[Pointing records]
>> start

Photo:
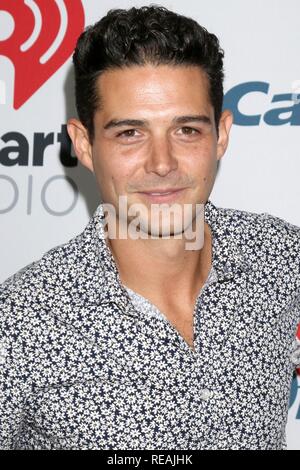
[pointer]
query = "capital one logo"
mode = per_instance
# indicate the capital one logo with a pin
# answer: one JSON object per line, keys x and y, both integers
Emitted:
{"x": 40, "y": 37}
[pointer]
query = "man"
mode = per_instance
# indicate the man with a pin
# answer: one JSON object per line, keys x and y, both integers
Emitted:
{"x": 138, "y": 342}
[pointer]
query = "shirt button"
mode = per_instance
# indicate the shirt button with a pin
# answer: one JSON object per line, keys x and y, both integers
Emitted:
{"x": 205, "y": 394}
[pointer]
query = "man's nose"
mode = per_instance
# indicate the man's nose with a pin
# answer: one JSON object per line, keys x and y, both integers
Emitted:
{"x": 161, "y": 158}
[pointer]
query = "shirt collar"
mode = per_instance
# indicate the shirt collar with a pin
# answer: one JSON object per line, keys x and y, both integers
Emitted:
{"x": 228, "y": 259}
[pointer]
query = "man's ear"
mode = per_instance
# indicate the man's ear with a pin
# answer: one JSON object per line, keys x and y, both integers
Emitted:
{"x": 225, "y": 124}
{"x": 80, "y": 139}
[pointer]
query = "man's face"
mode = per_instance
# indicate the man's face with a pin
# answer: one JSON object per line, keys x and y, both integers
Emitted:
{"x": 169, "y": 141}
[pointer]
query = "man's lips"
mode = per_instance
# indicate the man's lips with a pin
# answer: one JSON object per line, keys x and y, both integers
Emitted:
{"x": 162, "y": 195}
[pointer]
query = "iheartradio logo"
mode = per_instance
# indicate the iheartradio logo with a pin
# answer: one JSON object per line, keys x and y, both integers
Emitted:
{"x": 40, "y": 36}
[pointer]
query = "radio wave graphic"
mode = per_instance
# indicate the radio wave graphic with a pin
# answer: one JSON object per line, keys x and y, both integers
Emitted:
{"x": 44, "y": 36}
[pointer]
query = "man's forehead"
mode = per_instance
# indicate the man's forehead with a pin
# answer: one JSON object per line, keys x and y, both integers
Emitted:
{"x": 157, "y": 89}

>> end

- [EXERCISE INSTRUCTIONS]: Rewrite the data above in full, line for line, and shift every x and y coordinate in the answers by adding 96. Leave the pictures out.

- [EXPECTED ANSWER]:
Photo:
[pointer]
query = "capital one logo"
mode = per_instance
# indicate the capital one logo with a pin
# answer: one JSON object per line, keys x and y, both integers
Emitted:
{"x": 136, "y": 133}
[pointer]
query = "man"
mode = per_instance
# indicate the man with a pin
# answer: one JSON object per line, keys x and y, both integers
Emitted:
{"x": 234, "y": 438}
[pointer]
query = "shirt button"
mode = per_instance
# indicate the shirt button with a pin
# answer: one JSON object per line, keys x and y, both integers
Emitted:
{"x": 301, "y": 490}
[pointer]
query = "man's nose"
mode = per_instance
# indicate the man's nose with a pin
# answer: one JSON object per line, keys x and y, both integers
Emitted:
{"x": 257, "y": 254}
[pointer]
query = "shirt collar"
mode = per_instance
# indicate the shirt collar with a pin
# answer: one JSON object per line, keys x and y, both integers
Emitted:
{"x": 324, "y": 355}
[pointer]
query = "man's ear"
mode = per_instance
# indicate the man's ear with a pin
# answer: one JSON object per line, keys x and y, both integers
Emitted:
{"x": 321, "y": 220}
{"x": 176, "y": 235}
[pointer]
query = "man's face"
mode = per_instance
# indicate the man's face with a pin
# answer: one JSON object per line, keys x and y, both integers
Emitted:
{"x": 265, "y": 237}
[pointer]
query = "man's lips"
mode = per_instance
# indicate the man's lips with a pin
# answer: one JSON object per line, keys x and y, both integers
Emitted:
{"x": 258, "y": 291}
[pointer]
query = "iheartradio logo"
mode = per_instance
# indicate the iheartradio logo with a pin
# answer: one JSON object per line, keys x and y, both integers
Emitted:
{"x": 136, "y": 132}
[pointer]
query = "radio wave graphic"
mode = per_instance
# indicate the radio wave graphic with a pin
# answer: one JSON object per line, keys x and y, both integers
Emitted:
{"x": 140, "y": 132}
[pointer]
query = "man's forehead"
mode = per_instance
# indicate the man's forehead with a pin
# answer: one JSON object per line, keys x and y, both integers
Emitted:
{"x": 253, "y": 185}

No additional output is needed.